> [Stored records]:
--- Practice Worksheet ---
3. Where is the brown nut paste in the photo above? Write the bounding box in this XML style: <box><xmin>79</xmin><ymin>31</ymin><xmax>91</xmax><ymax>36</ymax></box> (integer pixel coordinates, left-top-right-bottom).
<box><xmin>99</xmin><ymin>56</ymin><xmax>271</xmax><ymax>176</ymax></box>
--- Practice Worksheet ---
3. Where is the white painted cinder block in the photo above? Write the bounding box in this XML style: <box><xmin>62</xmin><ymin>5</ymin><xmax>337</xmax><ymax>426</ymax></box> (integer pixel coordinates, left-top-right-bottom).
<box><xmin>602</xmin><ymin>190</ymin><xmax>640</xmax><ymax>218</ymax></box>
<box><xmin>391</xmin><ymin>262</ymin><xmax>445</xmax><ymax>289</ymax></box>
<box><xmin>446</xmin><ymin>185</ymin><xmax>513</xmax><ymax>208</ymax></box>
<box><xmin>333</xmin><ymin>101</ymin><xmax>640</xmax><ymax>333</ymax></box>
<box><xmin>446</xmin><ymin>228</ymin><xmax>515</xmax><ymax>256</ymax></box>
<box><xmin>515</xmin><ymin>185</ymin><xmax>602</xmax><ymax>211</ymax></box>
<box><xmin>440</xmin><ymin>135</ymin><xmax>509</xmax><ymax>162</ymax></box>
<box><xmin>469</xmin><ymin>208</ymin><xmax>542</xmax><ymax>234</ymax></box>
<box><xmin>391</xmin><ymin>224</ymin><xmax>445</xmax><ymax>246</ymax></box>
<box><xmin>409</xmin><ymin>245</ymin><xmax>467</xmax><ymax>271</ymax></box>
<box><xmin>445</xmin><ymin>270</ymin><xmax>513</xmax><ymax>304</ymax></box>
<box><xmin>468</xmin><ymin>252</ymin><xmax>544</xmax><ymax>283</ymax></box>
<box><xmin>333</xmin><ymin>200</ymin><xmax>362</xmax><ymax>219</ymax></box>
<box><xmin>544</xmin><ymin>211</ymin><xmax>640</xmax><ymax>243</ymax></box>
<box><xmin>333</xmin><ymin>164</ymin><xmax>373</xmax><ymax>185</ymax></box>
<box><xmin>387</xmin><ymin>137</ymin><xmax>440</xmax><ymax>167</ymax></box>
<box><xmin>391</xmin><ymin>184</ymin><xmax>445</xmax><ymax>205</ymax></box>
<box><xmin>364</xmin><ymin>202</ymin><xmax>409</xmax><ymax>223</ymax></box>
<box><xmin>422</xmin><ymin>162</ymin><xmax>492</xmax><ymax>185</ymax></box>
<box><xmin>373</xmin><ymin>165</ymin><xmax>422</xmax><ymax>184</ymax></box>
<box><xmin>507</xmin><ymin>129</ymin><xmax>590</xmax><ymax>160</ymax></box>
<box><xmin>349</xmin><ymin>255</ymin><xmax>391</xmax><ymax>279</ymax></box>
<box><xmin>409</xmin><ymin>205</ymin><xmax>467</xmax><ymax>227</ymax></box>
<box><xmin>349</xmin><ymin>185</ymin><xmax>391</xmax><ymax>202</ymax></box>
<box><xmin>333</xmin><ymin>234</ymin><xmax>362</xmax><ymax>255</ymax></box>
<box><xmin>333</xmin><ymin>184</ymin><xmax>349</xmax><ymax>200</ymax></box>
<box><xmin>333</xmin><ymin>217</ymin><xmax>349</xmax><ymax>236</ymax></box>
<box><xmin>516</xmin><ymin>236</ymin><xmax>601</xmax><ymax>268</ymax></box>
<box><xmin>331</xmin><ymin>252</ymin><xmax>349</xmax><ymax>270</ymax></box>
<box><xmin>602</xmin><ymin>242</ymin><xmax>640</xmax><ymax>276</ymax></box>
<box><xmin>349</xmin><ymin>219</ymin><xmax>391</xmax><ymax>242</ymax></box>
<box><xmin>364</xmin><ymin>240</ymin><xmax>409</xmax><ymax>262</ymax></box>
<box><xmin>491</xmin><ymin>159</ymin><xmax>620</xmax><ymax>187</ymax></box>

> [Exercise aim]: Reproduce every row above, replacing each "bounding box" with "bounding rectangle" and leaving all other text unchanged.

> [Solution to this problem]:
--- Practice Worksheet ---
3. Where is the brown nut paste in the photo above? Write the bounding rectangle in this XML style: <box><xmin>79</xmin><ymin>31</ymin><xmax>91</xmax><ymax>36</ymax></box> (integer pixel coordinates, left-top-right-bottom).
<box><xmin>99</xmin><ymin>56</ymin><xmax>271</xmax><ymax>176</ymax></box>
--- Practice Worksheet ---
3. Where is the white painted cinder block in the photo above? Write the bounding rectangle in this XML style: <box><xmin>62</xmin><ymin>5</ymin><xmax>337</xmax><ymax>426</ymax></box> (integer pixel coordinates, left-top-right-bottom).
<box><xmin>602</xmin><ymin>190</ymin><xmax>640</xmax><ymax>218</ymax></box>
<box><xmin>391</xmin><ymin>262</ymin><xmax>445</xmax><ymax>289</ymax></box>
<box><xmin>446</xmin><ymin>185</ymin><xmax>513</xmax><ymax>208</ymax></box>
<box><xmin>333</xmin><ymin>101</ymin><xmax>640</xmax><ymax>333</ymax></box>
<box><xmin>446</xmin><ymin>228</ymin><xmax>515</xmax><ymax>256</ymax></box>
<box><xmin>515</xmin><ymin>185</ymin><xmax>602</xmax><ymax>211</ymax></box>
<box><xmin>440</xmin><ymin>135</ymin><xmax>509</xmax><ymax>162</ymax></box>
<box><xmin>469</xmin><ymin>208</ymin><xmax>542</xmax><ymax>234</ymax></box>
<box><xmin>391</xmin><ymin>224</ymin><xmax>445</xmax><ymax>246</ymax></box>
<box><xmin>409</xmin><ymin>245</ymin><xmax>467</xmax><ymax>271</ymax></box>
<box><xmin>445</xmin><ymin>270</ymin><xmax>513</xmax><ymax>304</ymax></box>
<box><xmin>468</xmin><ymin>252</ymin><xmax>544</xmax><ymax>283</ymax></box>
<box><xmin>333</xmin><ymin>200</ymin><xmax>362</xmax><ymax>219</ymax></box>
<box><xmin>544</xmin><ymin>211</ymin><xmax>640</xmax><ymax>243</ymax></box>
<box><xmin>333</xmin><ymin>164</ymin><xmax>373</xmax><ymax>185</ymax></box>
<box><xmin>387</xmin><ymin>137</ymin><xmax>440</xmax><ymax>167</ymax></box>
<box><xmin>391</xmin><ymin>184</ymin><xmax>445</xmax><ymax>205</ymax></box>
<box><xmin>364</xmin><ymin>202</ymin><xmax>409</xmax><ymax>223</ymax></box>
<box><xmin>422</xmin><ymin>162</ymin><xmax>492</xmax><ymax>185</ymax></box>
<box><xmin>373</xmin><ymin>165</ymin><xmax>422</xmax><ymax>184</ymax></box>
<box><xmin>507</xmin><ymin>129</ymin><xmax>590</xmax><ymax>160</ymax></box>
<box><xmin>349</xmin><ymin>255</ymin><xmax>391</xmax><ymax>279</ymax></box>
<box><xmin>409</xmin><ymin>205</ymin><xmax>467</xmax><ymax>227</ymax></box>
<box><xmin>349</xmin><ymin>185</ymin><xmax>391</xmax><ymax>202</ymax></box>
<box><xmin>333</xmin><ymin>234</ymin><xmax>362</xmax><ymax>255</ymax></box>
<box><xmin>333</xmin><ymin>184</ymin><xmax>349</xmax><ymax>200</ymax></box>
<box><xmin>333</xmin><ymin>217</ymin><xmax>349</xmax><ymax>236</ymax></box>
<box><xmin>516</xmin><ymin>236</ymin><xmax>601</xmax><ymax>268</ymax></box>
<box><xmin>331</xmin><ymin>252</ymin><xmax>349</xmax><ymax>270</ymax></box>
<box><xmin>602</xmin><ymin>242</ymin><xmax>640</xmax><ymax>276</ymax></box>
<box><xmin>349</xmin><ymin>219</ymin><xmax>391</xmax><ymax>242</ymax></box>
<box><xmin>364</xmin><ymin>240</ymin><xmax>409</xmax><ymax>262</ymax></box>
<box><xmin>491</xmin><ymin>159</ymin><xmax>620</xmax><ymax>187</ymax></box>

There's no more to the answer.